### WHAT YOU SHOULD DO
Reproduce each of the following records verbatim, with every character unchanged.

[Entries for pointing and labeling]
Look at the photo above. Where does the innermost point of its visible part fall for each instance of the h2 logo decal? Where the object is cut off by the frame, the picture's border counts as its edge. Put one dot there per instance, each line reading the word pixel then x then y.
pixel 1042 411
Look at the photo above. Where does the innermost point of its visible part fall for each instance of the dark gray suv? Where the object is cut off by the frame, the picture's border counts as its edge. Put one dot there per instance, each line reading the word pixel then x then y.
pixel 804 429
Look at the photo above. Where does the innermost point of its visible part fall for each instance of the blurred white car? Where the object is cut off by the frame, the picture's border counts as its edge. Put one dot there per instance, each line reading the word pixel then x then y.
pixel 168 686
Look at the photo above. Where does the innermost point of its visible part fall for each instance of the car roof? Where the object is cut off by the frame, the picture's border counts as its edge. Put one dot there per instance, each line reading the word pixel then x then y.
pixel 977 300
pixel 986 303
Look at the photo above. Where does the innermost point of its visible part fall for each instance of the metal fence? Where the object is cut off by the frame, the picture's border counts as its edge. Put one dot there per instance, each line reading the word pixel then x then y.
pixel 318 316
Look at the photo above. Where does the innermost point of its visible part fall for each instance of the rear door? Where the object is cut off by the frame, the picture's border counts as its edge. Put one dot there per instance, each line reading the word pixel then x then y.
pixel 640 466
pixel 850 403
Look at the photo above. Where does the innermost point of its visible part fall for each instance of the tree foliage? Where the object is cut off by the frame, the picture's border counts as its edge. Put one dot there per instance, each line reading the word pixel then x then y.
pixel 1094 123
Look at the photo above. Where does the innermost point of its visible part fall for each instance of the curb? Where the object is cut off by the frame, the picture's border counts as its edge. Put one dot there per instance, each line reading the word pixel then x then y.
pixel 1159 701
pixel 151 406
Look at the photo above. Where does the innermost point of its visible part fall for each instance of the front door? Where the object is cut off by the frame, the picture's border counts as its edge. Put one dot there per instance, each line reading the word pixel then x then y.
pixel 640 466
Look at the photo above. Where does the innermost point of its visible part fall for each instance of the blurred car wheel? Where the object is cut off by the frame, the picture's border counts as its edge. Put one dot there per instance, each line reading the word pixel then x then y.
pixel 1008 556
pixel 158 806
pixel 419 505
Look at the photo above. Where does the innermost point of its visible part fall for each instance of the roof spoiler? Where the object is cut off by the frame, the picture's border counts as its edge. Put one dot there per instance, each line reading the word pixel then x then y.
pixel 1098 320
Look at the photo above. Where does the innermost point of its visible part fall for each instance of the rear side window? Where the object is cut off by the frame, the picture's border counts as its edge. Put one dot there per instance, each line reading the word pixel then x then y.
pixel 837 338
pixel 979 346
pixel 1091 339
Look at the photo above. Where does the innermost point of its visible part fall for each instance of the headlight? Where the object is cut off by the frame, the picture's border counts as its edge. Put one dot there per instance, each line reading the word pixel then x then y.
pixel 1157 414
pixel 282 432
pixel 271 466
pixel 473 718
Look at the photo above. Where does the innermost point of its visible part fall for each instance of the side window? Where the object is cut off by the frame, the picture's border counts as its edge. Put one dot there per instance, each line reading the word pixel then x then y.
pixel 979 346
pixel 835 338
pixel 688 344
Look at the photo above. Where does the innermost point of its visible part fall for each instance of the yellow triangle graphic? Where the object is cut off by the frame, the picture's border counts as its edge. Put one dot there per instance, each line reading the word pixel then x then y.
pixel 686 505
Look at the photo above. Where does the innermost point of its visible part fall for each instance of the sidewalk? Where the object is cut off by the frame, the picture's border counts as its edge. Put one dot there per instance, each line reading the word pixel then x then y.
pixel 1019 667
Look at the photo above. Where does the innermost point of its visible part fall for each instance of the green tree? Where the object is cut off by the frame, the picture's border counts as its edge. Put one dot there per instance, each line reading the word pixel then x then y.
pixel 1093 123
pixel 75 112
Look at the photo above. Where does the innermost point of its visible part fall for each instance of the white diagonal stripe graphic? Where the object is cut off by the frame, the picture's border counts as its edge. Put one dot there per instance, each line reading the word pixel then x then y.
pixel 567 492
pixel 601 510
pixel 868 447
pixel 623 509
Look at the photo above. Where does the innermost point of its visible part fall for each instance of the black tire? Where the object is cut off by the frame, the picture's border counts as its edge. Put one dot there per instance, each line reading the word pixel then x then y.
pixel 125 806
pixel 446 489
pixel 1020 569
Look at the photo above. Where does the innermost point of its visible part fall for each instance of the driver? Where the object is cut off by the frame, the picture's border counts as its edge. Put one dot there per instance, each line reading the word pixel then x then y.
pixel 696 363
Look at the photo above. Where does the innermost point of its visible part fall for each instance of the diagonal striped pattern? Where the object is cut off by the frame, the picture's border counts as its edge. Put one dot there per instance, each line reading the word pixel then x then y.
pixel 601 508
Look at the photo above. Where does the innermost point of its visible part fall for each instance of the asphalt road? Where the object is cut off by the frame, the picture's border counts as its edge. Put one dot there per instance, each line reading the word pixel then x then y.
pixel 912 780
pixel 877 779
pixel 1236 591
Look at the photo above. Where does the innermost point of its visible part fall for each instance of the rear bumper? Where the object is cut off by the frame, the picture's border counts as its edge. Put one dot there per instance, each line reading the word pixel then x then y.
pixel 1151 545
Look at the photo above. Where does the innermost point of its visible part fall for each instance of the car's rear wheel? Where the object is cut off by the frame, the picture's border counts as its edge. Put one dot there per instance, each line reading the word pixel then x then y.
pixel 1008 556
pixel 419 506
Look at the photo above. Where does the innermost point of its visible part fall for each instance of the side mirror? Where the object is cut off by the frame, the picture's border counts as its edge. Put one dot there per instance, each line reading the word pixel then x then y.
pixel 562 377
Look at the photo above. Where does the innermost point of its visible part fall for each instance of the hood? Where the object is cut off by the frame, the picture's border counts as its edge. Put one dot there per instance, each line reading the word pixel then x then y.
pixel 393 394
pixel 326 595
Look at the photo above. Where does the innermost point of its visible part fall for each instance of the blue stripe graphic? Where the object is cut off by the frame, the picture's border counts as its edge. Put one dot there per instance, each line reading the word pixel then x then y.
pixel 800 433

### REPLY
Look at the photo above. Where does the innermost point of its visible part fall for each instance of the h2 logo decal? Where the object is cut off by the frame, the picture's border counts as its edge. Put one dot there per instance, each line reading the word pixel then x then y.
pixel 1042 411
Look at the photo above. Where does the innermost point of its visible part fall for each instance of the dark gray suv? Where the object is cut off by the frame, the picture's border counts as its edge. Put one dot there per instance, each line reading the word pixel then x then y.
pixel 804 429
Look at the photo above. Where does the innermost point of its visible part fall for each instance of the blurred white car? Where the object is cut off by the frame, the picture's border counts as its edge. Put one dot there per instance, each line reading the word pixel then x then y.
pixel 168 686
Look at the photo above. Where does the innermost point of its visible part fall for each instance of the car roof? Where the object is cut off by the frame, the picture's border counts as its edge. Put one dot there per instance, each line reading the word pixel then x then y.
pixel 977 300
pixel 986 303
Look at the photo above. Where does the innermost point of its visible part fall for each instance of the metal fence? Where the object is cut off by the frame, the picture's border counts as its edge. Put one dot there per instance, each line reading the word pixel then x then y.
pixel 318 316
Look at the photo above. Where does the innermost point of its visible part fall for each instance of the rear door? Where the object is cut off by the frame, the picture's border counts as its edge. Put one dot there per instance, each line reading the word pixel then x then y.
pixel 640 466
pixel 850 403
Look at the photo above. Where does the innermost point of its visible part fall for each instance of the tree foliage? Where the object is cut off by the frame, the picture's border counts as its edge. Put one dot there per instance, each line reading the word pixel then x then y.
pixel 1094 123
Look at the photo above. Where does the innermost point of its visible part fall for each instance of the curb? Where the object is cut off by the frame, the picture's border counts as its edge. Put one dot there per instance, each line reading the word pixel then x then y.
pixel 1159 701
pixel 151 406
Look at the photo above. Where does the innermost point of its visible part fall for each instance of the front door? Where the object is cut off by the frame, the picture's border counts as its edge. Put one dot there per instance, each line reading the word pixel then x then y.
pixel 640 466
Look at the photo above. Where does the innermost point of its visible part fall for each instance of the blurred car wheel? Where the object is cut off by the frame, the picture's border counts as its edge. Put one dot there per instance, each line reading the word pixel then x then y.
pixel 1008 556
pixel 158 806
pixel 419 505
Look at the photo above. Where does the innermost point of its visible part fall for each instance of the roof spoiler? Where the object is cut off by the frame, the picture's border counts as its edge. Put one dot there per instance, each line reading the word pixel then x then y.
pixel 1098 320
Look at the photo above. Where does the innermost point of its visible part fall for each instance of the rear side window? Where the object is cut off by the frame, the picture's border counts as its edge. Put one dot there per instance, each line reading the word pixel then x then y.
pixel 837 338
pixel 979 346
pixel 1091 339
Look at the photo above. Where does the innermost point of its visible part fall for each instance of the headlight? Where the object is cut off by the frame, the picture's border counts as its edge. Put one dot there per instance, each line reading the word pixel then x then y.
pixel 1157 414
pixel 282 432
pixel 271 466
pixel 473 718
Look at the photo above. Where does the innermost point of its visible part fall for each instance of the side window? Where the object is cut off by the frame, the picture's border counts as its edge. Put one dot there per instance, each line reading the word pixel then x then y.
pixel 979 346
pixel 835 338
pixel 688 344
Look at the photo above. Where does the innermost point of its visible part fall for each instance of the yellow triangle graphic? Where the object is cut off by the frame, the picture's border counts as its edge. Put one dot there per instance, each line reading the word pixel then x then y.
pixel 686 505
Look at the photo above. Where does the innermost point of its visible part fall for each instance of the sidewalk? Where the object is cut off by the frame, the picture's border counts as its edge. Put one dot there per instance, each line reading the word pixel then x then y.
pixel 1019 667
Look at the photo above. Where does the innermost point of its visible part fall for each instance of the green tree? Where the object is cut off by the frame, the picture's border counts as its edge. Put one dot there per instance, each line reading the word pixel then x then y.
pixel 1093 123
pixel 75 112
Look at the photo above. Where does the innermost point of its visible part fall for each instance of the white diagonal stripe graphic? Where the object is cut off by the frame, the picture's border counts as its edge. Put one dot there per instance, each line reading the word pixel then x then y.
pixel 567 492
pixel 601 510
pixel 868 447
pixel 623 509
Look at the photo above. Where does the innermost point of its visible part fall for each instance of the black tire? Where the object is cut off by the frame, the picture's border counts as its edge. Put one dot there per instance, each line reading the word pixel then x then y.
pixel 125 806
pixel 446 489
pixel 1020 569
Look at the photo above. Where does the innermost point of its visible part fall for each instance of the driver? Where the object is cut off by the frame, the picture's border counts as its edge. Put one dot there per instance, each line reading the word pixel then x then y.
pixel 696 363
Look at the photo above. Where does the innermost point of its visible part fall for each instance of the diagonal striped pattern? Where the object is cut off by the frame, the picture's border counts as its edge. Put one dot there per instance, each line reading the word pixel then x then y.
pixel 601 508
Look at the photo above. Where does the innermost point of its visible part fall for each instance of the asphalt road? Where the object is cut off by the frame, the picture's border counts as its edge. Put one dot there per instance, each line reading the word pixel then x then y.
pixel 912 780
pixel 877 779
pixel 1236 591
Look at the photo above. Where does the innermost point of its visible part fall for each instance of the rear bumper? Where the object is cut off by the frame, the picture's border counts as its edge. Put one dot there per instance, each line reading the word pixel then x then y.
pixel 1151 545
Look at the photo above. Where does the innermost point of its visible part fall for each instance of the car's rear wheel? Where the object is cut off by the frame, the picture's border counts as its edge. Put one dot there per instance, each line reading the word pixel then x then y.
pixel 1008 556
pixel 419 506
Look at the photo above. Where does the innermost point of its visible part fall for each instance of the side mirror? Where the object is cut off by the frame, the picture's border counts as its edge. Put one dot there per instance, each line reading the word pixel then x then y.
pixel 562 377
Look at the photo above. Where does the innermost point of its visible part fall for each instance of the hood? Where the object is cut off by the frame, the picture's border counts as its edge. Put one dot there per instance, each line reading the word pixel then x then y.
pixel 393 394
pixel 326 595
Look at the photo above. Where does the innermost point of its visible part fall for each instance of the blue stripe graphic? Where the object is cut off by the frame, the picture's border counts as its edge. Put one dot there per instance, each line reading the word pixel then x then y.
pixel 800 433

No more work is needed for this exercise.